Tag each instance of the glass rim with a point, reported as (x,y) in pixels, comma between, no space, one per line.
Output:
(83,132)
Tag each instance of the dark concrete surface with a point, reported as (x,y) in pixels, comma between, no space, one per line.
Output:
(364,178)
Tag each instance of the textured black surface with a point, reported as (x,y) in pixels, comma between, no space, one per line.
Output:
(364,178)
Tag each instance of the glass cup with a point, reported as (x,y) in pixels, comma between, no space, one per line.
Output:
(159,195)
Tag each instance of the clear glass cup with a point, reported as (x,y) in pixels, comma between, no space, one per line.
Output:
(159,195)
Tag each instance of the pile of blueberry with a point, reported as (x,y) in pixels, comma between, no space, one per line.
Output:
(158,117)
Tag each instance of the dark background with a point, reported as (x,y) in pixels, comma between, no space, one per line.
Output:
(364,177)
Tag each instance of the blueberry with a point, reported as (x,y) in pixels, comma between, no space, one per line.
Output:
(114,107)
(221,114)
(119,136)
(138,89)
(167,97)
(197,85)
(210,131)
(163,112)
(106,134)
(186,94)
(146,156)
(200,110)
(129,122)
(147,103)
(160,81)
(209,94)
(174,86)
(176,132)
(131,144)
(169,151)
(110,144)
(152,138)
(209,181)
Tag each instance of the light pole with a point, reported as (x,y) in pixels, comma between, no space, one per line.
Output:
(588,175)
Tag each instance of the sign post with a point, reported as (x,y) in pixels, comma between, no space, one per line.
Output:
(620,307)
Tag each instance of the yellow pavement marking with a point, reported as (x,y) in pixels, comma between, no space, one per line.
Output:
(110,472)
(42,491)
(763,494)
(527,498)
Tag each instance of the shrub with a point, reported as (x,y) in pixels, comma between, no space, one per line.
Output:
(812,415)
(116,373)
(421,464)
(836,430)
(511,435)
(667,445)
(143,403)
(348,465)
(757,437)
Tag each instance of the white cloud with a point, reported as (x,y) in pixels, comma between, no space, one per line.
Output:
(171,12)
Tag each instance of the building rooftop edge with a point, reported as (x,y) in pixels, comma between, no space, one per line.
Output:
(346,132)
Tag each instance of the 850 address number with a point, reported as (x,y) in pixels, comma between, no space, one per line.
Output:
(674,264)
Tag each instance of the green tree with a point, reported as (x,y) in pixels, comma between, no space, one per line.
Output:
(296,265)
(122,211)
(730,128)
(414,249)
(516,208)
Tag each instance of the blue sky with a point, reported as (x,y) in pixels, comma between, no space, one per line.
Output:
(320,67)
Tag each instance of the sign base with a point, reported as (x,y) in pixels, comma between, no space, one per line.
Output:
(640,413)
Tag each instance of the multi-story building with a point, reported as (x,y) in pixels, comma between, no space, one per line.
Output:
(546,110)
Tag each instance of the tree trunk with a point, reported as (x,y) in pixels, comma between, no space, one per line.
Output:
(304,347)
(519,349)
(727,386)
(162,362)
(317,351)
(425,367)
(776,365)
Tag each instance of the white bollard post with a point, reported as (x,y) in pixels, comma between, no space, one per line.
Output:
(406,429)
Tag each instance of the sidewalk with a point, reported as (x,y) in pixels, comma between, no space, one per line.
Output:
========
Problem description:
Give the lines from the one containing "Tag each instance of the light" through the end of the entries again, exactly as written and with no other lines.

Exercise answer:
Tag each instance of the light pole with a point, reported as (x,y) in pixels, comma between, no space, one per line.
Output:
(588,175)
Tag each instance of the sign post with a point, reported as (x,y) in pixels, comma between, no space, one per line.
Output:
(620,307)
Tag each instance of the yellow pavement marking with a point, reported as (x,y) in pixels, comma between, no space, one per line.
Output:
(110,472)
(42,491)
(763,494)
(527,498)
Tag each instance of the shrub with a point, reported as (x,y) in pixels, comma between, no space, one per line.
Output:
(812,415)
(116,373)
(421,464)
(836,430)
(511,435)
(667,445)
(143,403)
(348,465)
(757,437)
Tag each instance of the white cloud with a point, reported as (x,y) in pixels, comma between, no space, one per line.
Output:
(171,12)
Tag each instance of the building rooftop edge with a point, reported as (x,y) in pixels, comma between, no space, one per line.
Output:
(346,132)
Tag each instance of the 850 address number with a point, reported as (x,y) in pixels, comma between, no space, one per line.
Output:
(674,264)
Tag each instance of the green tree with a point, reported as (x,y) in pixels, comma between, no space, one per line.
Output:
(296,265)
(122,211)
(730,128)
(414,249)
(516,208)
Tag each instance of the blue sky with a point, reported as (x,y) in pixels, comma between, no space, one per line.
Output:
(320,67)
Tag each instance of the sign base with a point, reported as (x,y) in pixels, comma between, no space, one per line.
Output:
(640,413)
Tag each instance of the multi-story building with a point, reported as (x,y) in pixels, comma between, no space, one per line.
Output:
(546,110)
Tag each instance of the tree trunk with a point, reported as (x,y) in pixels, comma between, no space, one per line.
Output:
(304,347)
(519,349)
(727,386)
(162,362)
(317,351)
(425,367)
(776,365)
Tag each instance of the white bollard post with a point, reported as (x,y) in pixels, comma between, no space, one per line.
Output:
(406,429)
Tag each instance of the sidewalk with a point, reported as (x,y) in pixels, comma between, no space, one per line.
Output:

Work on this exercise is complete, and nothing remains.